■ MATERIAL FOR THIS EXERCISE
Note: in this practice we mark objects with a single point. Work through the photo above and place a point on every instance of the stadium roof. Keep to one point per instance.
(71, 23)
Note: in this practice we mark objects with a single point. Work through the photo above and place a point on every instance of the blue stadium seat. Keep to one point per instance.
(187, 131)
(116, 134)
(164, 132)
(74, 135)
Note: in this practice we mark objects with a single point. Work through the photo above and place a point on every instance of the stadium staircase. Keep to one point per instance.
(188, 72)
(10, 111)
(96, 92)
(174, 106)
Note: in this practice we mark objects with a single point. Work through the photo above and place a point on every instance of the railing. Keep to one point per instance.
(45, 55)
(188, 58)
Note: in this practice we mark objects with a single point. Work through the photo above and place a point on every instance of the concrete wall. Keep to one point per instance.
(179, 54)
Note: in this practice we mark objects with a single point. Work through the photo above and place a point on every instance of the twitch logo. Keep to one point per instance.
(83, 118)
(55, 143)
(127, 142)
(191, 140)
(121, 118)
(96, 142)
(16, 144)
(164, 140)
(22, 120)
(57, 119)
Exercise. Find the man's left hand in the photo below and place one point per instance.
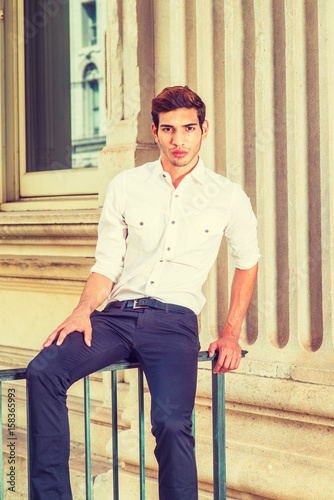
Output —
(229, 354)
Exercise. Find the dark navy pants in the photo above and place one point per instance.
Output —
(166, 345)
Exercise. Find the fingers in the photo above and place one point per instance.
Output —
(65, 329)
(50, 339)
(228, 360)
(88, 336)
(212, 349)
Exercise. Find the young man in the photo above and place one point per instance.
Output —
(159, 234)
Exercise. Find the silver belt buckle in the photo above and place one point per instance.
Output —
(136, 306)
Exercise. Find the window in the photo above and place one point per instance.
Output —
(89, 23)
(64, 89)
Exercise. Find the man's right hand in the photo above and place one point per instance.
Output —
(78, 321)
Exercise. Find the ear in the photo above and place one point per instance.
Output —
(205, 129)
(155, 133)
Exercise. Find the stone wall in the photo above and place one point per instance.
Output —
(265, 69)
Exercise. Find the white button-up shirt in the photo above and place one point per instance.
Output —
(160, 242)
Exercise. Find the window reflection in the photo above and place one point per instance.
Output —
(64, 59)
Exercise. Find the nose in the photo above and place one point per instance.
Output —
(178, 138)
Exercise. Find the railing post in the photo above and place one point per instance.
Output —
(218, 433)
(141, 432)
(114, 433)
(87, 441)
(1, 450)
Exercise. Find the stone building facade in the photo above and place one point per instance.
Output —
(265, 69)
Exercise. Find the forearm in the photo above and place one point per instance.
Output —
(96, 291)
(241, 292)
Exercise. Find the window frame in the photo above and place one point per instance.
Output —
(27, 185)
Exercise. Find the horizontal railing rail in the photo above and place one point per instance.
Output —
(218, 427)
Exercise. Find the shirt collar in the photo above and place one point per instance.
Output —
(198, 173)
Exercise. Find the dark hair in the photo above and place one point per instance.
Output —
(177, 97)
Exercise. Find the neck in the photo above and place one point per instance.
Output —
(178, 173)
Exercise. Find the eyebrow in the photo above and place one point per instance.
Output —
(172, 126)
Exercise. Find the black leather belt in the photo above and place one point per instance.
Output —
(146, 302)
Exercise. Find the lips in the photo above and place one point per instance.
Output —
(179, 153)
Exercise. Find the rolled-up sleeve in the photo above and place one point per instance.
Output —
(241, 231)
(112, 232)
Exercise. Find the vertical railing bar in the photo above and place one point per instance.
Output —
(141, 433)
(193, 428)
(1, 449)
(28, 446)
(114, 434)
(218, 434)
(88, 464)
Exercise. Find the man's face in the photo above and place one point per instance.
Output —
(179, 137)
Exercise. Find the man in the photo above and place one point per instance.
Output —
(159, 234)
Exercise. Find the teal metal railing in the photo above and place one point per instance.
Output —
(218, 428)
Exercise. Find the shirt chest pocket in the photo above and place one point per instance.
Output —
(202, 228)
(145, 229)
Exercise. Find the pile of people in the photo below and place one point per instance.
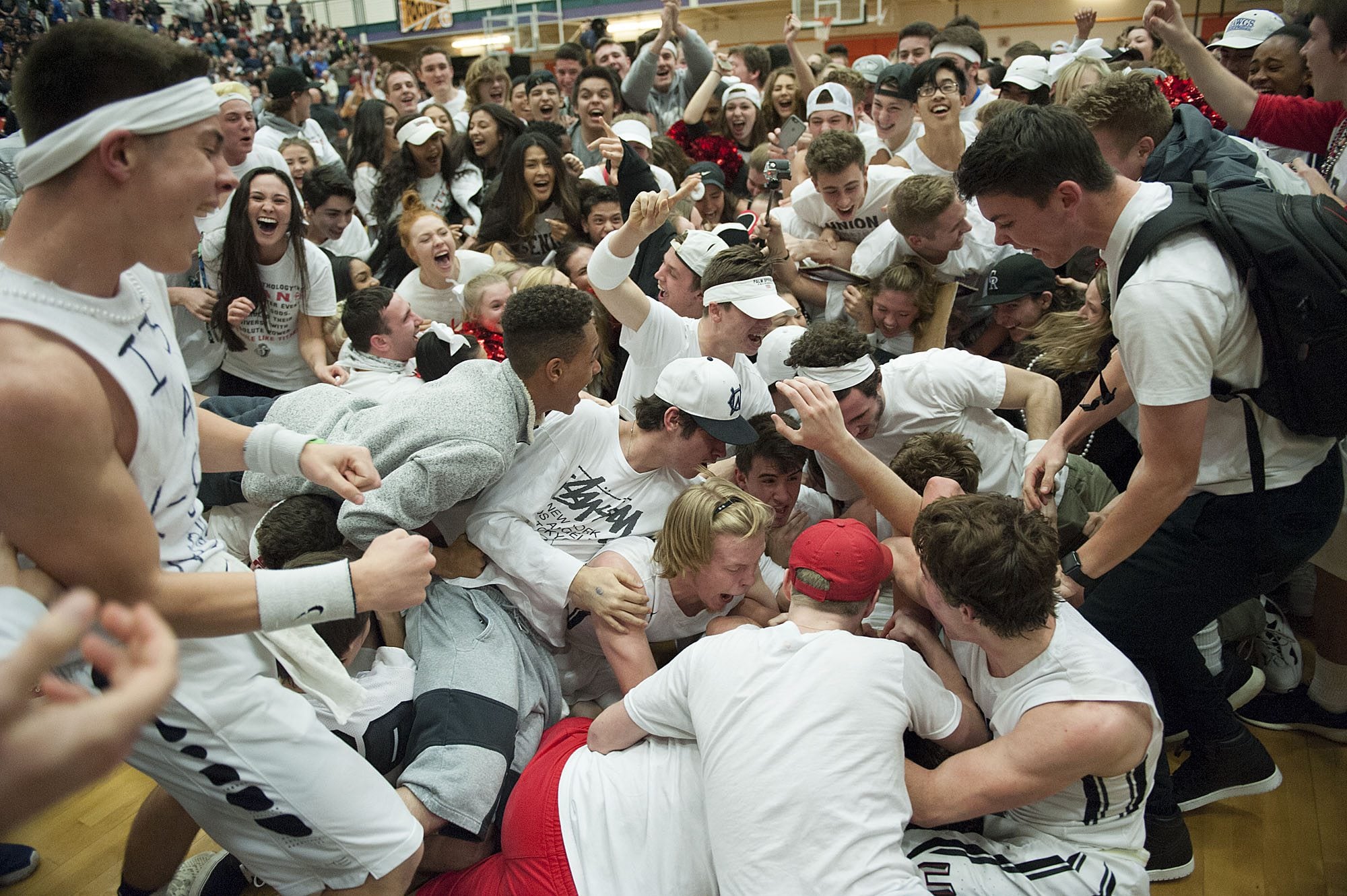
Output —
(627, 458)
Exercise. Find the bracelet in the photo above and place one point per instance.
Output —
(605, 269)
(289, 598)
(274, 451)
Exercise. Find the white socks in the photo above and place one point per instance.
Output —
(1209, 642)
(1329, 688)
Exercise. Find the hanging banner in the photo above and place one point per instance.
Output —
(425, 15)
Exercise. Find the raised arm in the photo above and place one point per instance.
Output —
(696, 106)
(611, 265)
(822, 429)
(1226, 93)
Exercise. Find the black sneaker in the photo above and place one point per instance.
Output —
(1224, 769)
(1295, 711)
(1170, 848)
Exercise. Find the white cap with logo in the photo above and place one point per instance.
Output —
(1249, 28)
(709, 392)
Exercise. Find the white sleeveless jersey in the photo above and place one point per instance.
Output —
(131, 337)
(1080, 664)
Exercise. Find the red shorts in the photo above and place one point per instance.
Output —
(533, 859)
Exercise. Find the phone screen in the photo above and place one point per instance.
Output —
(791, 131)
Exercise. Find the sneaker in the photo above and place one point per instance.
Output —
(1224, 769)
(1295, 711)
(1239, 680)
(1170, 847)
(17, 863)
(208, 875)
(1278, 652)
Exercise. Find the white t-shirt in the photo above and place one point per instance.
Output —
(809, 215)
(354, 241)
(802, 754)
(259, 158)
(1078, 665)
(381, 727)
(666, 337)
(271, 357)
(310, 131)
(944, 390)
(634, 821)
(1182, 320)
(568, 495)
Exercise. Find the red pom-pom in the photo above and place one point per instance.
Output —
(1183, 90)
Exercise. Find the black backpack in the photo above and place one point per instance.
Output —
(1291, 253)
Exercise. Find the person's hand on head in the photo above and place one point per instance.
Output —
(859, 308)
(616, 598)
(822, 427)
(394, 572)
(346, 470)
(239, 311)
(1085, 22)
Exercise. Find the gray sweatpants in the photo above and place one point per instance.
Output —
(487, 687)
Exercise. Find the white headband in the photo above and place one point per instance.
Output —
(740, 289)
(457, 342)
(160, 112)
(844, 377)
(958, 50)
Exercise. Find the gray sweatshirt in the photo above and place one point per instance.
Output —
(639, 86)
(433, 447)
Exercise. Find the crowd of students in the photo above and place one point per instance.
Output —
(690, 470)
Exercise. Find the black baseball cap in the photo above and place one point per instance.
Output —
(285, 81)
(896, 81)
(1015, 277)
(542, 75)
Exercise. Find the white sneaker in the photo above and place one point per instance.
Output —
(1278, 652)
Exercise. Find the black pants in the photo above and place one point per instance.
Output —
(1210, 555)
(219, 490)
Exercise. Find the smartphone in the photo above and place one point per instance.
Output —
(791, 131)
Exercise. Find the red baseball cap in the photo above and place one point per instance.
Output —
(847, 555)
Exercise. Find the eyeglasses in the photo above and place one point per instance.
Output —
(949, 88)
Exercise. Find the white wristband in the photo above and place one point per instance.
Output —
(289, 598)
(605, 269)
(274, 451)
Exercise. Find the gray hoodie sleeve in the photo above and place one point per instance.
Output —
(640, 78)
(429, 482)
(700, 61)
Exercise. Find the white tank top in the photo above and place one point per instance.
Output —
(131, 337)
(1080, 664)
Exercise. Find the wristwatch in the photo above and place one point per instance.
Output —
(1072, 568)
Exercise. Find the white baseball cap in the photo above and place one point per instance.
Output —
(418, 131)
(1028, 71)
(871, 66)
(698, 248)
(743, 92)
(1249, 28)
(839, 100)
(709, 392)
(774, 351)
(634, 131)
(756, 298)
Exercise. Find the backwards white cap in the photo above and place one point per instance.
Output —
(157, 112)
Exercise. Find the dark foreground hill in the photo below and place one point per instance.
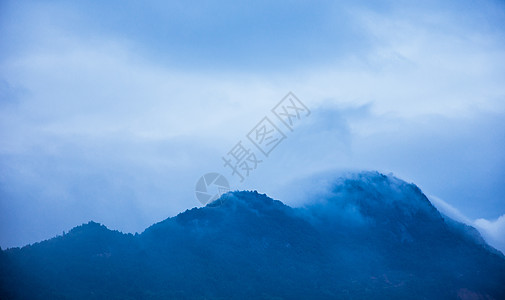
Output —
(370, 236)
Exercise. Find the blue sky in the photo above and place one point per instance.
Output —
(111, 112)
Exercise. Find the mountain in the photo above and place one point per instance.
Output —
(369, 236)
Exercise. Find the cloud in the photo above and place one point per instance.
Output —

■ GIVEN REQUEST
Reproduce only the lines starting with the line containing "Exercise. Find the white wristband" and going on through the line containing "(1072, 568)", swapping "instance" for "occurrence" and leaving everything else unchanged.

■ RESULT FOR THIS EXERCISE
Exercise. Find the white wristband in the photo above and place one point per occurrence.
Output —
(289, 598)
(605, 269)
(274, 451)
Exercise. Find the gray hoodie sleeve in the photo above and place one point per occurrence.
Output —
(640, 78)
(429, 482)
(700, 61)
Exercise. Find the white tank top in the photo above and place one point per occurrence.
Output —
(131, 337)
(1080, 664)
Exercise. Find the wristwatch in the photo above and place one point per occurrence.
Output —
(1072, 568)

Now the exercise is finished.